Exercise instructions.
Only the lines from the one containing "Would you be able to tag each instance of the golden" through the end of the material are to be echoed, each exactly as it appears.

Source records.
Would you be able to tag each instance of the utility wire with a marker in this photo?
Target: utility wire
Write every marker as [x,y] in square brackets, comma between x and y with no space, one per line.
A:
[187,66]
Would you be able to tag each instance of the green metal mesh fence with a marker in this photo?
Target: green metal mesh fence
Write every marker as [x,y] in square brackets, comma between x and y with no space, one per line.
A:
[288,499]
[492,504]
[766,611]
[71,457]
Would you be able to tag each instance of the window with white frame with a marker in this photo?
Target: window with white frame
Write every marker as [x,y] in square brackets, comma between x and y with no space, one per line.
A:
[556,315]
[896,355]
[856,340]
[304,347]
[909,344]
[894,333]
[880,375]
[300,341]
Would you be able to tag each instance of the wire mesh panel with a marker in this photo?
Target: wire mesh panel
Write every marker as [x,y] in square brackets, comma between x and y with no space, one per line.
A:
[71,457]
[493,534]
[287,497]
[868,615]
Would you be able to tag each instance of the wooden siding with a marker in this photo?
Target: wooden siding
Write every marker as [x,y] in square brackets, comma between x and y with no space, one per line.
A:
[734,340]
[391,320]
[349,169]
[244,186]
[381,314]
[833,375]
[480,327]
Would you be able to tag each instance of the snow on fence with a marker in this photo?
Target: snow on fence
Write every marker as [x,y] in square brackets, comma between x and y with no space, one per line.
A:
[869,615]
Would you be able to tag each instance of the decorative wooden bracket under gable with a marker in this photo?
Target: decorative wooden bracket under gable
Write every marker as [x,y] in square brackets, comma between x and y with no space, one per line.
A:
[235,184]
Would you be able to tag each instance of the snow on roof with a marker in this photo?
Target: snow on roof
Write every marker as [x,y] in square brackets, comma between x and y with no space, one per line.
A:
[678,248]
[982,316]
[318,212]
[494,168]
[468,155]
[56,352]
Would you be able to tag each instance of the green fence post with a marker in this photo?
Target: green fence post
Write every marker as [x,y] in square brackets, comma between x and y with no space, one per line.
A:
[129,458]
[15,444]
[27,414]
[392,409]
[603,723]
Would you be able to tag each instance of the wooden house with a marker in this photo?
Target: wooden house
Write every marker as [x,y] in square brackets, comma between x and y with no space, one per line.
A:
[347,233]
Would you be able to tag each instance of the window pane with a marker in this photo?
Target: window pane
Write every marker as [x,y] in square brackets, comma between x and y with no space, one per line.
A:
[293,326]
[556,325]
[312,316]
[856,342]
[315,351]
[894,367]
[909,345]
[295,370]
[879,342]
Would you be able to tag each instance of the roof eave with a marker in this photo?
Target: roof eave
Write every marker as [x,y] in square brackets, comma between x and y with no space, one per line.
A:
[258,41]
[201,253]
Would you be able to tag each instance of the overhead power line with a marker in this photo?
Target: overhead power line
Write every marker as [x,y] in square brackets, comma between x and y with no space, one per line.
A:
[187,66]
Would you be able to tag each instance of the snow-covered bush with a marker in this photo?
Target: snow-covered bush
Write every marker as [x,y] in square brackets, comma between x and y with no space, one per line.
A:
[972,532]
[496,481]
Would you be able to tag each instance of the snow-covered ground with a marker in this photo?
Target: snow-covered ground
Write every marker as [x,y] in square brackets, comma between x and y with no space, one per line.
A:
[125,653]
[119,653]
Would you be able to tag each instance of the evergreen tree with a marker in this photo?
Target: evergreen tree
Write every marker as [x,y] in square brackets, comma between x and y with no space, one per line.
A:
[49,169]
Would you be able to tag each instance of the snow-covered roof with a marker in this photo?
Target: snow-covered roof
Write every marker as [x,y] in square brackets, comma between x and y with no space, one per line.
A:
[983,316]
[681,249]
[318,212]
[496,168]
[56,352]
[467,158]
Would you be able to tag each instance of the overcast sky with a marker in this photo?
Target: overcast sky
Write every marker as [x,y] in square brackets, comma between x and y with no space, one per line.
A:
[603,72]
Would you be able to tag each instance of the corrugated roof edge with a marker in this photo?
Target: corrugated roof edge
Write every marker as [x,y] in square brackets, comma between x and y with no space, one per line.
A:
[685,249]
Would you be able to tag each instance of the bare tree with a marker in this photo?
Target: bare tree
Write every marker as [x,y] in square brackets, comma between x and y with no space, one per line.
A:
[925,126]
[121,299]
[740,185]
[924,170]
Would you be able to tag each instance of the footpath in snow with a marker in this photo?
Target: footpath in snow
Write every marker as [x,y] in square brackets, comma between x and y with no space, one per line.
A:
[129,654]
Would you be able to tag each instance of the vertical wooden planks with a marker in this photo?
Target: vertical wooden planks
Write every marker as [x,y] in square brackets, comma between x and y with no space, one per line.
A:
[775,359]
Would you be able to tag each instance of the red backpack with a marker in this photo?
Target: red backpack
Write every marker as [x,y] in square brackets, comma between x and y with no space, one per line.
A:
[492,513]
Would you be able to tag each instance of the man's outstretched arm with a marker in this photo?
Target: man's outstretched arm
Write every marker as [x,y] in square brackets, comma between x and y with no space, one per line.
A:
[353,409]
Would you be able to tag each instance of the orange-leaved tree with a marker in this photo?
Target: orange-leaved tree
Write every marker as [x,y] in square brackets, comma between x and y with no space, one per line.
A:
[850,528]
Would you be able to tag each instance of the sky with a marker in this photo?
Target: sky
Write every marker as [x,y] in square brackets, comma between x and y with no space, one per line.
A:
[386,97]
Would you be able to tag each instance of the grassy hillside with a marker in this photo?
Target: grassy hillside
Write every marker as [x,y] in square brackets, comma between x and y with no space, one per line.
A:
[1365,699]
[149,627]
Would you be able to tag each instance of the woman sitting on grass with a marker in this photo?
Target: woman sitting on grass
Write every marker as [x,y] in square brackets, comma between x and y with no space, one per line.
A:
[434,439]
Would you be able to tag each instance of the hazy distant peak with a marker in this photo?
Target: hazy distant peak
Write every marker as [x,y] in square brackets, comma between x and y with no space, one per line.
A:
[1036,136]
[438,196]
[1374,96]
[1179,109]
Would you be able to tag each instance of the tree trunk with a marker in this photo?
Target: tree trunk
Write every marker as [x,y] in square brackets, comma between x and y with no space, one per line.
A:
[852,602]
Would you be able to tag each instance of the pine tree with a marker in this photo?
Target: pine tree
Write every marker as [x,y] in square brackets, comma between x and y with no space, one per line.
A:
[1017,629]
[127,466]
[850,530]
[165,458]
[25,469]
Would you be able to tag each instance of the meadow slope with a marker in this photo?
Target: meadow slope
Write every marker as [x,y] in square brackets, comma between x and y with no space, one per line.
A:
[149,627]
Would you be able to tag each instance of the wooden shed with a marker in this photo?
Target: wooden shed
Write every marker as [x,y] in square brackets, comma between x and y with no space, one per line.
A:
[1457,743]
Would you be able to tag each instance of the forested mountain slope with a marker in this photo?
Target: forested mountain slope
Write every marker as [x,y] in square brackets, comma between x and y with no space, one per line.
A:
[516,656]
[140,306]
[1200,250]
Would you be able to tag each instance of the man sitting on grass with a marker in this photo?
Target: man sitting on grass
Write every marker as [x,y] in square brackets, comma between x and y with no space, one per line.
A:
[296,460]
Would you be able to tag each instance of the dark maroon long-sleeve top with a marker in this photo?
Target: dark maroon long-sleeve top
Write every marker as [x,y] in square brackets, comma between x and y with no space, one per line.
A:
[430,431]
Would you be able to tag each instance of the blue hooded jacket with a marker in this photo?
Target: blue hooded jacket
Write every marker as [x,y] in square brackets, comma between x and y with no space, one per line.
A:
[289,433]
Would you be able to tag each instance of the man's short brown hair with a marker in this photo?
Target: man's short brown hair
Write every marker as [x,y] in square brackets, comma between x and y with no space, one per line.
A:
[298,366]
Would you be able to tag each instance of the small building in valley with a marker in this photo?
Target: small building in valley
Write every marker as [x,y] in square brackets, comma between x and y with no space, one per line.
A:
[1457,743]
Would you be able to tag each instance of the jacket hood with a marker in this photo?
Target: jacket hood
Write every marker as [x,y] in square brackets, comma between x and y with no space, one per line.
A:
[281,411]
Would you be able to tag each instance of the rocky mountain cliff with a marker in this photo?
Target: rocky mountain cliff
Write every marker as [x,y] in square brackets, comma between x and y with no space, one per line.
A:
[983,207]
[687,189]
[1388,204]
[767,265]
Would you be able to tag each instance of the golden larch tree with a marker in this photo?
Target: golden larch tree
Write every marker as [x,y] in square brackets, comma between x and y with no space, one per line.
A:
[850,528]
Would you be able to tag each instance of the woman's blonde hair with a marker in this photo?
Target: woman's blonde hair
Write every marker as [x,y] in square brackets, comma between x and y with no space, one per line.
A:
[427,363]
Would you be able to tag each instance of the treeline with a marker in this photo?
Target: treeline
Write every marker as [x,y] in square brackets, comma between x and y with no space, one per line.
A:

Written answer.
Would you be able to tag each instance of the golden larch tree with a marker in this photo?
Target: golden larch tree
Write every marker as [x,y] in square brackets, comma between x and y with no space, one per line.
A:
[850,528]
Would you be able to tag each instance of the woman's blonde hair with a marker in this photo?
Target: woman's blonde hair
Write every marker as [x,y] in square brackets, comma between x and y with no space, one per line.
A:
[427,363]
Would you be able to tag each instance of the treeline with a marker in this photo?
Target: treeline
Write every marker as [x,y] in square brackets, comma between x and y with no space, one per line.
A:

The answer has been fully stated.